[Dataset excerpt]
____________________
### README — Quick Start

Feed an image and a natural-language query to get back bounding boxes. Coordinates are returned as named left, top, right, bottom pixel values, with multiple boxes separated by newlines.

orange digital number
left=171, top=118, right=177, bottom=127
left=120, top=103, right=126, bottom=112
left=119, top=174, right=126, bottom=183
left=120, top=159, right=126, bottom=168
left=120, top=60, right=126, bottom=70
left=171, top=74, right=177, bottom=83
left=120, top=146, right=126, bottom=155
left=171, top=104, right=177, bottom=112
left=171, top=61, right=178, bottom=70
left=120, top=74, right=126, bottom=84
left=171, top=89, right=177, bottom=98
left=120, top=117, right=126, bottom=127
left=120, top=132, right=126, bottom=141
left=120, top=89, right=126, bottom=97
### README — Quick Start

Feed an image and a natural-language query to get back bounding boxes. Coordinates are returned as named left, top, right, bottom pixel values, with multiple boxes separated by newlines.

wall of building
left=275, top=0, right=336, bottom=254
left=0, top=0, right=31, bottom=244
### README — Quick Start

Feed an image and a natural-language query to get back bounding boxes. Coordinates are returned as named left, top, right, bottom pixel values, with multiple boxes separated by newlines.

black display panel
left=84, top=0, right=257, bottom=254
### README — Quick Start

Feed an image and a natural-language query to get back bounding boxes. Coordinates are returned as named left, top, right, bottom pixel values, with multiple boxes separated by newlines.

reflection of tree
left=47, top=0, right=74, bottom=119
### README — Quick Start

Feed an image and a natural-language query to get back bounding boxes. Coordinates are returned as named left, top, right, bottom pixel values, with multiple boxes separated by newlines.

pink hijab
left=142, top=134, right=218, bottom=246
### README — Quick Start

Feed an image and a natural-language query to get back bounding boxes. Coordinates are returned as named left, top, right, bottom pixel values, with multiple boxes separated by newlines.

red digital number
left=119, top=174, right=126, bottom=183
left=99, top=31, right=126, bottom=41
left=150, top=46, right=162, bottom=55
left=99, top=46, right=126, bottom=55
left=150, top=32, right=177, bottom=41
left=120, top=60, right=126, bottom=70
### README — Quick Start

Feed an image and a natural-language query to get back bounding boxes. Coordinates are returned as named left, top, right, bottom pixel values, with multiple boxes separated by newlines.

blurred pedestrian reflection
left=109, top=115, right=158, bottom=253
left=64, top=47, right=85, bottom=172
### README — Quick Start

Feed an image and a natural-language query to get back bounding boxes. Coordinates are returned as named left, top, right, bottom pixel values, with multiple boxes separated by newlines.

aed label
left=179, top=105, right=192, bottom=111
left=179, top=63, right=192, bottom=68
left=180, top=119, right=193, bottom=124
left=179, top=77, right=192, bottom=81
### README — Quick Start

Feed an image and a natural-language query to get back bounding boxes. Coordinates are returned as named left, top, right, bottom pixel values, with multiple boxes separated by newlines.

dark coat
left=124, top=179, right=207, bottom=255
____________________
Turn the entries into a numbered list, beginning with the very first line and ending with the line that has "left=0, top=0, right=31, bottom=244", both included. Leave out blank lines.

## Solution to the exercise
1. ### README — Quick Start
2. Feed an image and a natural-language query to get back bounding boxes. Coordinates are returned as named left, top, right, bottom pixel values, with multiple boxes separated by newlines.
3. orange digital number
4. left=171, top=118, right=177, bottom=127
5. left=120, top=103, right=126, bottom=112
6. left=119, top=174, right=126, bottom=183
7. left=120, top=159, right=126, bottom=168
8. left=120, top=60, right=126, bottom=70
9. left=171, top=74, right=177, bottom=83
10. left=120, top=146, right=126, bottom=155
11. left=171, top=104, right=177, bottom=112
12. left=171, top=61, right=178, bottom=70
13. left=120, top=74, right=126, bottom=84
14. left=171, top=89, right=177, bottom=98
15. left=120, top=117, right=126, bottom=127
16. left=120, top=132, right=126, bottom=141
17. left=120, top=89, right=126, bottom=97
18. ### README — Quick Start
19. Feed an image and a natural-language query to get back bounding boxes. Coordinates are returned as named left, top, right, bottom pixel values, with multiple boxes separated by newlines.
20. wall of building
21. left=275, top=0, right=336, bottom=254
22. left=0, top=0, right=31, bottom=244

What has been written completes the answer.